TESTO FORNITO
>>>>>

La
poesia e il dialetto. Un binomio che è espressione di un modello linguistico
articolato lungo il cammino dei territori. Il dialetto è una manifestazione di
identità e di tradizione. Dopo il servizio andato in onda su Rai Tre dedicato
ad Agostino Gaudinieri
(https://www.youtube.com/watch?v=uEHaAx8vDgs&app=desktop)
si continua a parlare di Agostino Gaudinieri ma sotto un aspetto particolare,
quello del poeta in dialetto di una Calabria contaminata di diversi idiomi.
In
occasione della Giornata del Dialetto e delle Lingue Locali è stata data alle
stampe una Cartella dedicata, appunto, alla poesia dialettale di Agostino
Gaudinieri. La Cartella è stata curata sul piano grafico da Anna Montella e
articolata sul piano scientifico da Micol e Pierfranco Bruni, nell’ambito del
Progetto Etnie - Letteratura del Mibact.
Gaudinieri era un militare di carriera. Infatti tra i soldati, militari
ufficiali, ricorre spesso il nome di Agostino Gaudinieri. Il Gaudinieri, nato a
Spezzano Albanese il 28 luglio del 1892, che arriverà a rivestire
successivamente il ruolo di Colonnello, viene nominato con Regio decreto del 16
aprile del 1914 Sottotenente di complemento di Fanteria, la cui nomina viene
pubblicata sulla “Gazzetta Ufficiale del Regno d’Italia” in data 18 maggio
1914, numero 117.
Mentre, due anni dopo, il Ministero della Guerra con Disposizione sugli
Ufficiali in Servizio Permanente, sempre Arma di fanteria, adotta un
provvedimento per la promozione a Tenente con Decreto Luotenenziale del 24
agosto 1916, Decreto che viene pubblicato sulla “Gazzetta Ufficiale del Regno
d’Italia” de 14 settembre 1916, numero 217.
Più volte distintosi per le sue azioni e più volte ferito viene molte volte
decorato.
In qualità di Sottotenente di complemento del suo Reggimento di fanteria venne
decorato perché “ferito più volte mentre conduceva energicamente il suo
plotone in soccorso di altri reparti, non si allontanava dal combattimento.

<<<<<

MATERIALE RACCOLTO
>>>>>

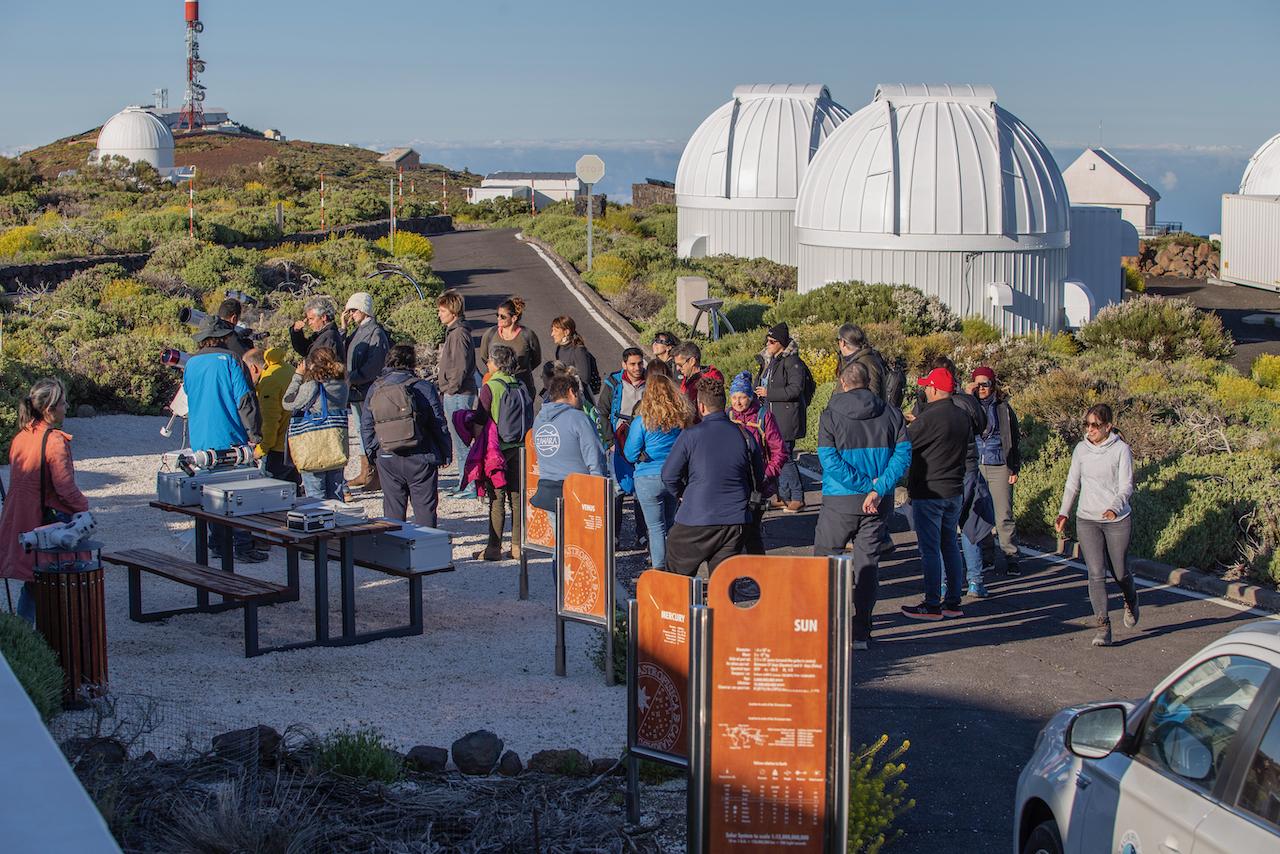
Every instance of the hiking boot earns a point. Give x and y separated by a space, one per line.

<<<<<

IL COMPITO
Puoi riscrivere il passo del testo su Agostino Gaudinieri da "In qualità di" fino a "allontanava dal combattimento." compreso, cambiando "plotone" in "battaglione"?

LA RISPOSTA
In qualità di Sottotenente di complemento del suo Reggimento di fanteria venne
decorato perché “ferito più volte mentre conduceva energicamente il suo
battaglione in soccorso di altri reparti, non si allontanava dal combattimento.